以上の説明では、目的変数(アウトカム値)として腎症発症の有無などの2値変数を用いる場合を、例として説明した。目的変数の値(アウトカム値)は、例えば、人の健康に関する値であればよい。目的変数の値(アウトカム値)は、検査値(例えば血糖値やHbA1c)等の連続値でもよい。この場合、モデルの選択1640(図16参照)にて、重回帰モデル、一般化線形回帰モデルなどを選択してモデル化を行うことができる。例えば、図16の分析条件入力画面1600にて、目的変数としてHbA1c、説明変数として個人の体重および地域の年齢(平均年齢)などを選択した場合、図18分析結果表示画面1800において、目的変数として個人のHbA1c、説明変数の地域分類として年齢の「集団(平均)」、X軸として個人の体重を選択する。これにより、図18分析結果表示画面1800において、関連グラフ1840には、平均年齢の高、中、低の3つのグループで、X軸が個人の体重、Y軸がHbA1c値となる関連グラフが表示される。その結果、例えば、年齢層が若い地域では、体重とHbA1cとの関連性が強いことが関連グラフ1840から示唆され、一方、年齢層が高い地域では、体重とHbA1cとの関連性が弱いことが関連グラフから示唆される場合など、地域の特性による関連性の違いを理解することが、容易になる場合がある。

§ **課題**
地域の特性と健康指標の関連分析についての文章を、最後の文の後から書き継いでください。

自然言語による領域の説明:

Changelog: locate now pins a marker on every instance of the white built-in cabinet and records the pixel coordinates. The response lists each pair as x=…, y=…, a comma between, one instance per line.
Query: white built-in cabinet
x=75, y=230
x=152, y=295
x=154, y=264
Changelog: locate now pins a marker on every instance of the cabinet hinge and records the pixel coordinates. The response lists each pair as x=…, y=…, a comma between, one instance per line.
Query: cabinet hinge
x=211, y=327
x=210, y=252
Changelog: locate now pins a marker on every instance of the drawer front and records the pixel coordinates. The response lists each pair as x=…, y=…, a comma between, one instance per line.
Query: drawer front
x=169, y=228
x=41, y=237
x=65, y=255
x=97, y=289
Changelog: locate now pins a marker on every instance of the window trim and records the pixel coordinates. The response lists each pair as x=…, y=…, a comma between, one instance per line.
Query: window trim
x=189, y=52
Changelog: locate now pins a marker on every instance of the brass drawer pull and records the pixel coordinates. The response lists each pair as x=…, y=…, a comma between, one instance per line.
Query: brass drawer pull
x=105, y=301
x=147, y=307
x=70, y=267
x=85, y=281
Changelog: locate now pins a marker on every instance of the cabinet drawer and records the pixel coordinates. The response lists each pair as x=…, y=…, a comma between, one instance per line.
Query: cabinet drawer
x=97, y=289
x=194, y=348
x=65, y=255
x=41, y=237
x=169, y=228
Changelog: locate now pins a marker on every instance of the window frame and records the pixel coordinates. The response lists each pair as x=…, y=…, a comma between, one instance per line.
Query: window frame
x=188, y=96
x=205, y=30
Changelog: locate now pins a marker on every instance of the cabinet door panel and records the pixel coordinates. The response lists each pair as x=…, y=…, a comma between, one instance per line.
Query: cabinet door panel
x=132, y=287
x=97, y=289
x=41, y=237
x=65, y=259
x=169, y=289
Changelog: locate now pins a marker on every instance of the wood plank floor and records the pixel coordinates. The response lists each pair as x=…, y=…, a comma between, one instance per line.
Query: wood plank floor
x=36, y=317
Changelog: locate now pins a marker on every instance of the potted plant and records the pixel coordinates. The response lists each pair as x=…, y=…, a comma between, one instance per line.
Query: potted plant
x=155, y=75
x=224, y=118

§ **解答**
【0144】
なお、ステップS101~S104を実行する保健支援装置1のプロセッサ21は、入力データ生成部12である。入力データ生成部12は、マルチレベルモデルの学習に用いる、居住地域特定情報と、アウトカム値の項目と、少なくとも1つの個人状態値の分析項目と、少なくとも1つの地域統計状態値の分析項目と、地域環境状態値の分析項目と、を対応付けて保存している分析条件情報(分析条件入力画面1600を用いて入力された分析条件の情報)を取得すると、取得した分析条件情報に含まれる、地域統計状態値の分析項目それぞれに対して、保健情報管理サーバが格納している地域統計状態値算出情報(説明変数管理テーブル31)において、地域統計状態値の分析項目に対応付けられた地域統計状態値算出方法を取得し、地域統計状態値の分析項目の地域統計状態値の算出に用いる統計用個人状態値を、保健情報管理サーバが格納しているオリジナル情報から取得し、取得した地域統計状態値算出方法と、取得した統計用個人状態値とに基づいて、地域統計状態値の分析項目の地域統計状態値を取得して、記憶部のマルチレベル入力情報に保存するとともに、取得した分析条件情報に含まれる、居住地域特定情報と、アウトカム値の項目と、個人状態値の条件項目と、地域環境状態値の条件項目と、に対応付けられている、アウトカム値、個人状態値、地域環境状態値、をオリジナル情報から取得し、マルチレベル入力情報(個人レベル入力テーブル32、地域レベル入力テーブル33および領域管理テーブル37)に保存する。
【0145】
ステップS105を実行する保健支援装置1のプロセッサ21は、学習処理部13である。学習処理部13は、マルチレベル入力情報(個人レベル入力テーブル32、地域レベル入力テーブル33および領域管理テーブル37)に含まれる複数の個人状態値および複数の地域状態値から、マルチレベル入力情報に含まれるアウトカム値を推計するマルチレベルモデルを学習するとともに、複数の地域状態値それぞれの寄与度を算出する。そして、ステップS105の処理が学習処理である。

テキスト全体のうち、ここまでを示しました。